» **What the task asks**: Return each line of the items below that contains the word "pavement".

» **Records from a data source**:
----

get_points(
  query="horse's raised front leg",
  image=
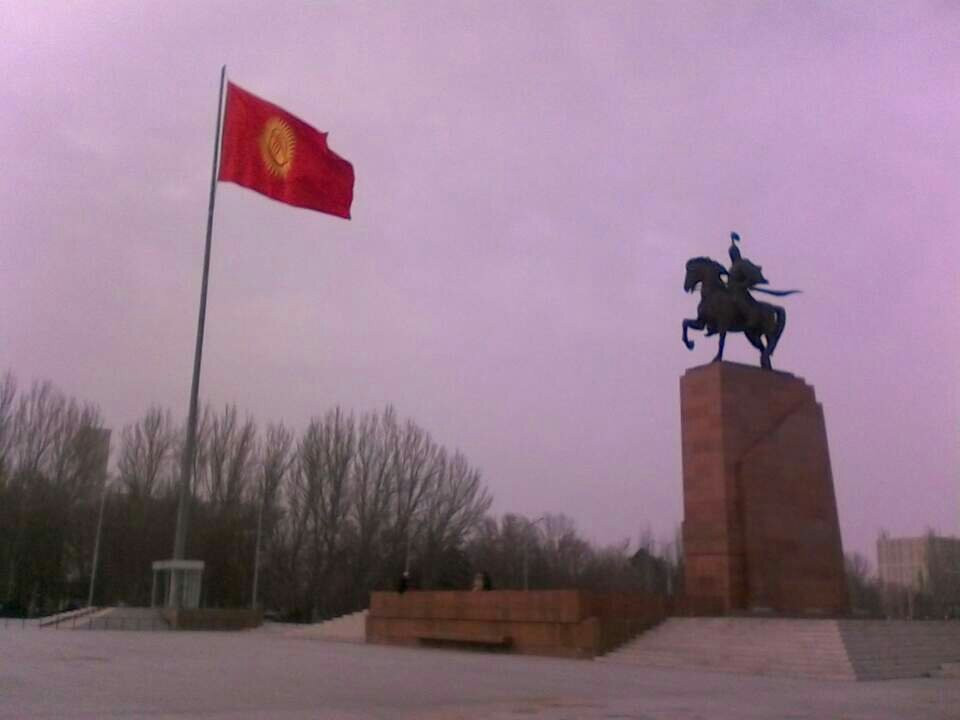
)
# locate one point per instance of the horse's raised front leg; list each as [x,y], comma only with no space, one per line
[755,340]
[697,324]
[723,339]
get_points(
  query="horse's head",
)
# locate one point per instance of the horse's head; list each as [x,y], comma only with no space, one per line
[702,270]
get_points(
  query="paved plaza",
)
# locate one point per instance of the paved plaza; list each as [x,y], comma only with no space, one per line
[268,673]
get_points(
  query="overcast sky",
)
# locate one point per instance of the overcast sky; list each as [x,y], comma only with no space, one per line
[531,178]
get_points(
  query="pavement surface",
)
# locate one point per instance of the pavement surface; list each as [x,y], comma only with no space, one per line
[266,673]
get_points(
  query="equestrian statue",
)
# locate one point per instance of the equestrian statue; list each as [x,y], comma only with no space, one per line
[726,305]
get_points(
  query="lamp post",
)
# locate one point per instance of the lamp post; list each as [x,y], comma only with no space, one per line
[256,553]
[96,543]
[526,549]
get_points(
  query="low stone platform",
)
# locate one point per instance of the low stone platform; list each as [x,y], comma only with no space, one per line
[564,623]
[825,649]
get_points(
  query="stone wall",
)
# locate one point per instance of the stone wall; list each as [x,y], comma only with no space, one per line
[568,623]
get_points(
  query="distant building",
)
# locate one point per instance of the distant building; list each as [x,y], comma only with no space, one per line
[928,565]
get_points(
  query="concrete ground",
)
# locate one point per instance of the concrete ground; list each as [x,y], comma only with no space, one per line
[266,673]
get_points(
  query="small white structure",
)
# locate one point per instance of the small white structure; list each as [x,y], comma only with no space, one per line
[181,586]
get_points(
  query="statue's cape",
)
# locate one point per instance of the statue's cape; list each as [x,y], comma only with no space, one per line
[778,293]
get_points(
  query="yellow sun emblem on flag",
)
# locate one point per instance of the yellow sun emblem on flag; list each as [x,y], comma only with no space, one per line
[277,146]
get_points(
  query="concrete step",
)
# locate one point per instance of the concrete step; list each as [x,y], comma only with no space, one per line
[346,628]
[810,648]
[123,618]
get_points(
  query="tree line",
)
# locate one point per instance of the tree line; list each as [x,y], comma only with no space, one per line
[341,508]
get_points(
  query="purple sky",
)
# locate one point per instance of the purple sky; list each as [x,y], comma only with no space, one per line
[530,180]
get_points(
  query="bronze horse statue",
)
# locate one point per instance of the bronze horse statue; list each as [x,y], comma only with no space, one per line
[721,310]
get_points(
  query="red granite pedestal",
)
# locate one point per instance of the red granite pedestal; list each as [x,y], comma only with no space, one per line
[760,529]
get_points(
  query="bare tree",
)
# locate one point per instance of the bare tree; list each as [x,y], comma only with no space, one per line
[147,455]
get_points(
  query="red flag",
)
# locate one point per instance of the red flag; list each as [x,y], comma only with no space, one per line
[269,150]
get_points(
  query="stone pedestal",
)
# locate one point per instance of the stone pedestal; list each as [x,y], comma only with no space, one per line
[760,529]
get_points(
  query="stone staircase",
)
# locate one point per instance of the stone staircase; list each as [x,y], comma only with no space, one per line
[826,649]
[346,628]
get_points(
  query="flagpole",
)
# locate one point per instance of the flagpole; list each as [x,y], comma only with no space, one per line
[190,443]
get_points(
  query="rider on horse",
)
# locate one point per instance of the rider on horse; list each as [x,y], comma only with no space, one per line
[742,276]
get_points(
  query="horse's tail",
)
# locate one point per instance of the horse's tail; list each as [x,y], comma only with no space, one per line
[780,316]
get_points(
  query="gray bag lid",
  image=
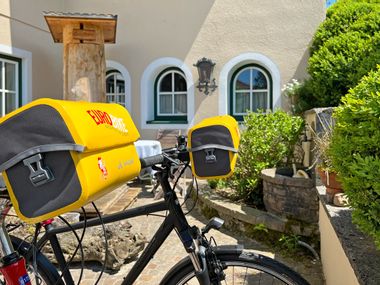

----

» **Output for this exercise**:
  query="pavement surface",
# locate one point per instance of the pavement surface; list each as [x,y], comma only with no space, one per line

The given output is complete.